─── Supplied material
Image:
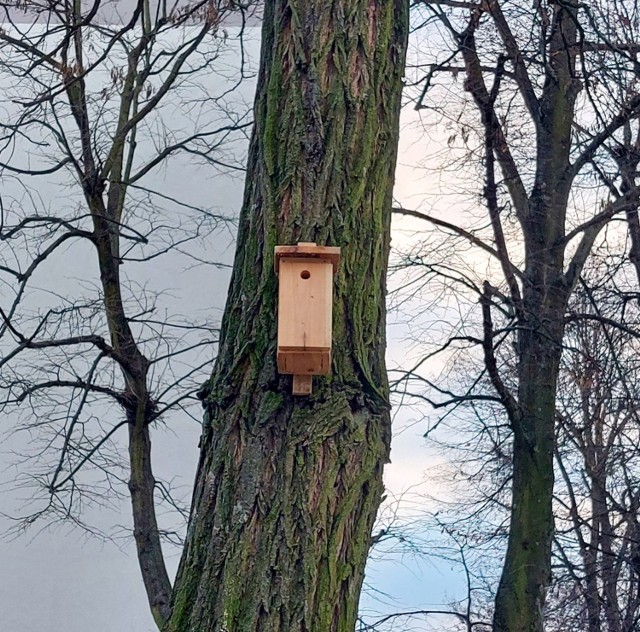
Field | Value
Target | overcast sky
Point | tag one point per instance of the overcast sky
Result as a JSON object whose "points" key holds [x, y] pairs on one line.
{"points": [[62, 579]]}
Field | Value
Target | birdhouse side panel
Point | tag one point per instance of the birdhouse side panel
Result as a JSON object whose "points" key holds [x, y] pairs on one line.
{"points": [[305, 305]]}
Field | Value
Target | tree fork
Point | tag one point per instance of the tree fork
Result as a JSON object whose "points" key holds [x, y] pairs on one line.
{"points": [[288, 488]]}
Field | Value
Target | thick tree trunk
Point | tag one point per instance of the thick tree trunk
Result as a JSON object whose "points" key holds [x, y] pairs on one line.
{"points": [[287, 488], [527, 569]]}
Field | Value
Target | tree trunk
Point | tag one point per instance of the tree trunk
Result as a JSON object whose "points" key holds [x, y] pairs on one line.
{"points": [[287, 487]]}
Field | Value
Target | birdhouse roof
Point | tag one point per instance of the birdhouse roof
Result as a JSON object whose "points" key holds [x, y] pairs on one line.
{"points": [[303, 250]]}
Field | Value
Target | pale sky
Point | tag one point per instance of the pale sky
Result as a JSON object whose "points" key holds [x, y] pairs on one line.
{"points": [[62, 579]]}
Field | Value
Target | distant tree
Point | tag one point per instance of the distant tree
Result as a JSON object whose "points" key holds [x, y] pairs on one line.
{"points": [[547, 121], [98, 102], [287, 488]]}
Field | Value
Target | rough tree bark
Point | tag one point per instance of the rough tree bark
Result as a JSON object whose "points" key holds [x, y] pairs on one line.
{"points": [[287, 488]]}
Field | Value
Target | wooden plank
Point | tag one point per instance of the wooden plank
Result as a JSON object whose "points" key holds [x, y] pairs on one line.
{"points": [[306, 250], [302, 384], [305, 305]]}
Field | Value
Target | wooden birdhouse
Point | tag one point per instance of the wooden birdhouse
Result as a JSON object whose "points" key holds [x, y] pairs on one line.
{"points": [[305, 301]]}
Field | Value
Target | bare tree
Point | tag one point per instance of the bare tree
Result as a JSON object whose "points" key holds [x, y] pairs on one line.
{"points": [[545, 121], [100, 103]]}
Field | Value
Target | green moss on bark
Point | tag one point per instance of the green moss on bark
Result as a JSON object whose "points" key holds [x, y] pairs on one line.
{"points": [[288, 488]]}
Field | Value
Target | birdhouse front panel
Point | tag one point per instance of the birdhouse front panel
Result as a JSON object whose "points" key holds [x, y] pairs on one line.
{"points": [[304, 316]]}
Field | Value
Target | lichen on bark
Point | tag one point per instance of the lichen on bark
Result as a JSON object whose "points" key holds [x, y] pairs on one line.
{"points": [[287, 488]]}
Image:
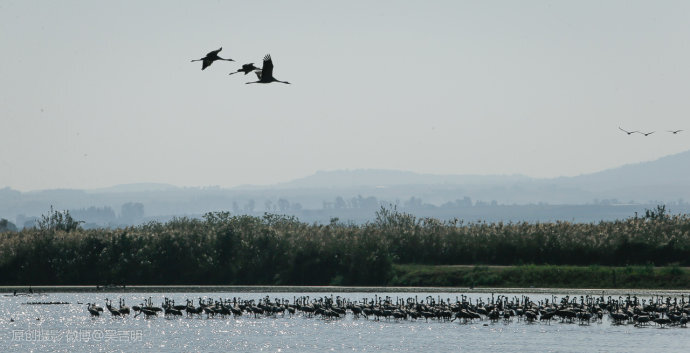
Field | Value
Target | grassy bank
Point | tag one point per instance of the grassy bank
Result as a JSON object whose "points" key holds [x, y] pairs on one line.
{"points": [[542, 276], [222, 249]]}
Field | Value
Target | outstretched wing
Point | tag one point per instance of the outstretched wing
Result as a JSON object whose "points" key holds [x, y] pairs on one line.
{"points": [[206, 63], [268, 66]]}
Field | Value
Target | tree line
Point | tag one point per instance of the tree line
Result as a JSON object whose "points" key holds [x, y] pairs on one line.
{"points": [[238, 249]]}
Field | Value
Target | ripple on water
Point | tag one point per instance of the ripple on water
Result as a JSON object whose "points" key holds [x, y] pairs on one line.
{"points": [[301, 334]]}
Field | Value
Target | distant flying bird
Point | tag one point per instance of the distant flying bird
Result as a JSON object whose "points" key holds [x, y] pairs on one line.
{"points": [[210, 58], [246, 68], [627, 132], [265, 75]]}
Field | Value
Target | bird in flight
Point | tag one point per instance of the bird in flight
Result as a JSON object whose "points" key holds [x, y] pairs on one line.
{"points": [[210, 58], [627, 132], [265, 75], [246, 68]]}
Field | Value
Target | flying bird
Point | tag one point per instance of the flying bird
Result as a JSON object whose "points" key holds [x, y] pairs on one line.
{"points": [[210, 58], [246, 68], [265, 75], [627, 132]]}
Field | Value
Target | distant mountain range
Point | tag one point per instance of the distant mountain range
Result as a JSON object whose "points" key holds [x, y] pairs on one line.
{"points": [[665, 180]]}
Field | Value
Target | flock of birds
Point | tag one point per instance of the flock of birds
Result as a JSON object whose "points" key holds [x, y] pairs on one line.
{"points": [[265, 73], [659, 311], [675, 132]]}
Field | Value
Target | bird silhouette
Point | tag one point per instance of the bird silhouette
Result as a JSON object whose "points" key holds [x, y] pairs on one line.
{"points": [[210, 58], [265, 75], [627, 132], [246, 68]]}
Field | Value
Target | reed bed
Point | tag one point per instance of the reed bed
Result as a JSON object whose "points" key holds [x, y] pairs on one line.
{"points": [[235, 249]]}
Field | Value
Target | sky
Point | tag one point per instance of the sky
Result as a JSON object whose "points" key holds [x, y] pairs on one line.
{"points": [[100, 93]]}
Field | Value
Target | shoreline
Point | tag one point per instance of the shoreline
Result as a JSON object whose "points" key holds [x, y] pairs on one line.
{"points": [[38, 290]]}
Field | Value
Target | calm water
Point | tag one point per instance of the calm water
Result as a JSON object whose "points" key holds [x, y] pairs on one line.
{"points": [[69, 328]]}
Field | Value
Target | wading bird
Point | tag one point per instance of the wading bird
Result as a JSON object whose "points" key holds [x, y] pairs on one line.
{"points": [[265, 75], [627, 132], [246, 68], [210, 58]]}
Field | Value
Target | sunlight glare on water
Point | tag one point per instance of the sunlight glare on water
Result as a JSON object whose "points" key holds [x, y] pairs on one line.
{"points": [[69, 328]]}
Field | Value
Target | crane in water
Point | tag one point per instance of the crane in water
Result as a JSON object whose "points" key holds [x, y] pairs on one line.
{"points": [[207, 60], [265, 75]]}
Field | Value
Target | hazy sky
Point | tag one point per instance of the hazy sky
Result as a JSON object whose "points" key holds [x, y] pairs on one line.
{"points": [[97, 93]]}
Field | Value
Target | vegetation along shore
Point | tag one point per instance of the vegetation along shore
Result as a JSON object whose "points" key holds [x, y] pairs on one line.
{"points": [[395, 249]]}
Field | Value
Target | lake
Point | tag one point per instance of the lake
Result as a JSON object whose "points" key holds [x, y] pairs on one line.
{"points": [[70, 328]]}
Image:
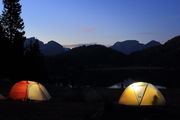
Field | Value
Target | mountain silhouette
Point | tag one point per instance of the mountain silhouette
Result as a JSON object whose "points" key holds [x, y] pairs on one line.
{"points": [[130, 46], [88, 57], [167, 55], [51, 48]]}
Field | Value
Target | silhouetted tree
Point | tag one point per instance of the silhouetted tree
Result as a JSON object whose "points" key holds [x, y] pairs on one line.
{"points": [[34, 62], [13, 26]]}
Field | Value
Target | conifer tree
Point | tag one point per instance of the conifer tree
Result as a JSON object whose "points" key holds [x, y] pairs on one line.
{"points": [[13, 26]]}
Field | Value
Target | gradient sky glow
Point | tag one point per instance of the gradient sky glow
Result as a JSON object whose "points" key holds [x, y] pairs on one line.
{"points": [[101, 21]]}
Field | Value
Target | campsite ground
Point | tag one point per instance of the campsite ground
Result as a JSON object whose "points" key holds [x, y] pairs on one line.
{"points": [[84, 104]]}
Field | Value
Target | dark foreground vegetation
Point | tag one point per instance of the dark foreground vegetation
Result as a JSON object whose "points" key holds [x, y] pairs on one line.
{"points": [[88, 104]]}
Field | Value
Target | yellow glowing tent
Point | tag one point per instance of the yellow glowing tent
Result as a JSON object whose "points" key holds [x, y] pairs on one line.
{"points": [[142, 94], [29, 90]]}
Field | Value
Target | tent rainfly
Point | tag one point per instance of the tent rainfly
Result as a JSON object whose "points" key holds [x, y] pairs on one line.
{"points": [[142, 94], [2, 97], [29, 90]]}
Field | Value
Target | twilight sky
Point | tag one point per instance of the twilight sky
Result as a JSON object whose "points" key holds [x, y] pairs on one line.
{"points": [[101, 21]]}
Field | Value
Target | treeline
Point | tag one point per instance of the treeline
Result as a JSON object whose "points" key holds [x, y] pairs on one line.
{"points": [[16, 61]]}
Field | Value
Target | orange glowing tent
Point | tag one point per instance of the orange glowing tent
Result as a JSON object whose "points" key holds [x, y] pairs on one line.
{"points": [[142, 94], [29, 90]]}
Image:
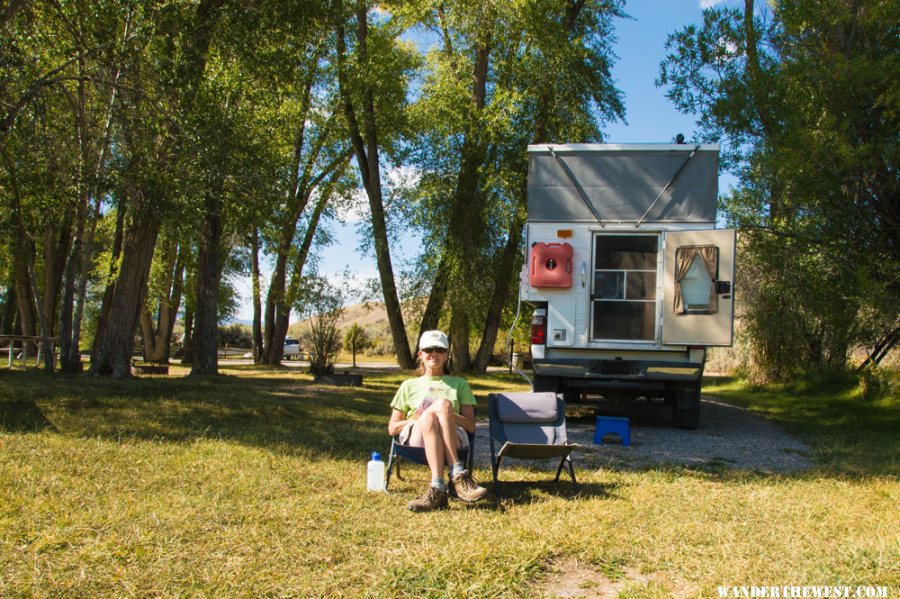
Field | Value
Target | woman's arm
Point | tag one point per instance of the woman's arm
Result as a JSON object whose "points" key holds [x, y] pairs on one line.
{"points": [[397, 422], [466, 417]]}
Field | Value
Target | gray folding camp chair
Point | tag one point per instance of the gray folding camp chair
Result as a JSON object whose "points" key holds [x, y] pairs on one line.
{"points": [[529, 426]]}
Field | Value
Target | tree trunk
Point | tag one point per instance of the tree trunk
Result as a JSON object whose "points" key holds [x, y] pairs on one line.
{"points": [[10, 305], [432, 315], [257, 306], [114, 272], [467, 215], [366, 151], [113, 349], [209, 271], [502, 285], [157, 339]]}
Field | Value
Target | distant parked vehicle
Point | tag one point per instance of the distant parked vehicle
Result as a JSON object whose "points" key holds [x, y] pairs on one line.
{"points": [[291, 349]]}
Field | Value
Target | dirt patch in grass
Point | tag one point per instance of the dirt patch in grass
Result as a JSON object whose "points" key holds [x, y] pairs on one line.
──────
> _What the task asks_
How many lines of the material above contain the word "ripple"? Reply with the number alone.

> _Result of the task_
2